Data supplied:
Begin

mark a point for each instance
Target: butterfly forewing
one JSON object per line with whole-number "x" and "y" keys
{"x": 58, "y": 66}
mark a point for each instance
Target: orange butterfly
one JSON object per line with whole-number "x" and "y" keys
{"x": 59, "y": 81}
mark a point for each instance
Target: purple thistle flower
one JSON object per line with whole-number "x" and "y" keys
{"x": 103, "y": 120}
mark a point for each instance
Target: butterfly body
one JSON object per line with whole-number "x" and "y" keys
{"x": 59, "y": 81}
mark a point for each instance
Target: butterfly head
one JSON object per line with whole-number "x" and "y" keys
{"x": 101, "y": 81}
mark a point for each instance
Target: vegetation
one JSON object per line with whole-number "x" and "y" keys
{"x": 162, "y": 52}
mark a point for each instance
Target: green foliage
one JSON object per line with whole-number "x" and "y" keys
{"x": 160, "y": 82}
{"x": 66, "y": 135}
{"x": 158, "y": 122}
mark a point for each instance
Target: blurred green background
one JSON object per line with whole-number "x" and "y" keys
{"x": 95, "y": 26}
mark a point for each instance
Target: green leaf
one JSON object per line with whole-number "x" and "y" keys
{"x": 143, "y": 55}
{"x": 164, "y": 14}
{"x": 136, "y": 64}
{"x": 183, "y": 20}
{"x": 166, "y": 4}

End

Rewrite every line of the entries above as a Markdown table with the columns Row and Line, numbering the rows in order and leaving out blank lines.

Answer for the task:
| Row | Line |
|---|---|
| 1 | mark a point for each instance |
| 2 | Target: butterfly forewing |
| 3 | one JSON object per line with whole-number "x" and "y" keys |
| 4 | {"x": 58, "y": 66} |
| 5 | mark a point for each instance |
| 6 | Target: orange butterfly |
| 7 | one JSON object per line with whole-number "x" and "y" keys |
| 8 | {"x": 59, "y": 81} |
| 9 | mark a point for each instance |
| 10 | Target: purple thistle flower |
| 11 | one JSON object per line with whole-number "x" and "y" keys |
| 12 | {"x": 103, "y": 120} |
| 13 | mark a point for each instance |
| 14 | Target: butterfly body |
| 15 | one JSON object per line with whole-number "x" and "y" keys |
| 16 | {"x": 59, "y": 81} |
| 17 | mark a point for each instance |
| 18 | Target: butterfly head |
| 19 | one JSON object per line with whole-number "x" and "y" keys |
| 20 | {"x": 101, "y": 81} |
| 21 | mark a point for each instance |
| 22 | Target: vegetation |
| 23 | one JSON object per line with whole-number "x" and "y" keys |
| 24 | {"x": 162, "y": 52} |
| 25 | mark a point for each instance |
| 26 | Target: green foliage |
| 27 | one JSON object per line with whole-number "x" and "y" keys |
| 28 | {"x": 160, "y": 82} |
| 29 | {"x": 66, "y": 135} |
| 30 | {"x": 158, "y": 122} |
| 31 | mark a point for each instance |
| 32 | Target: blurred green background |
| 33 | one JSON object per line with whole-number "x" and "y" keys |
| 34 | {"x": 95, "y": 26} |
| 35 | mark a point for each instance |
| 36 | Target: green leaf |
| 37 | one JSON object per line with whole-number "x" and "y" keys |
| 38 | {"x": 143, "y": 55} |
| 39 | {"x": 164, "y": 14} |
| 40 | {"x": 136, "y": 64} |
| 41 | {"x": 183, "y": 20} |
| 42 | {"x": 166, "y": 4} |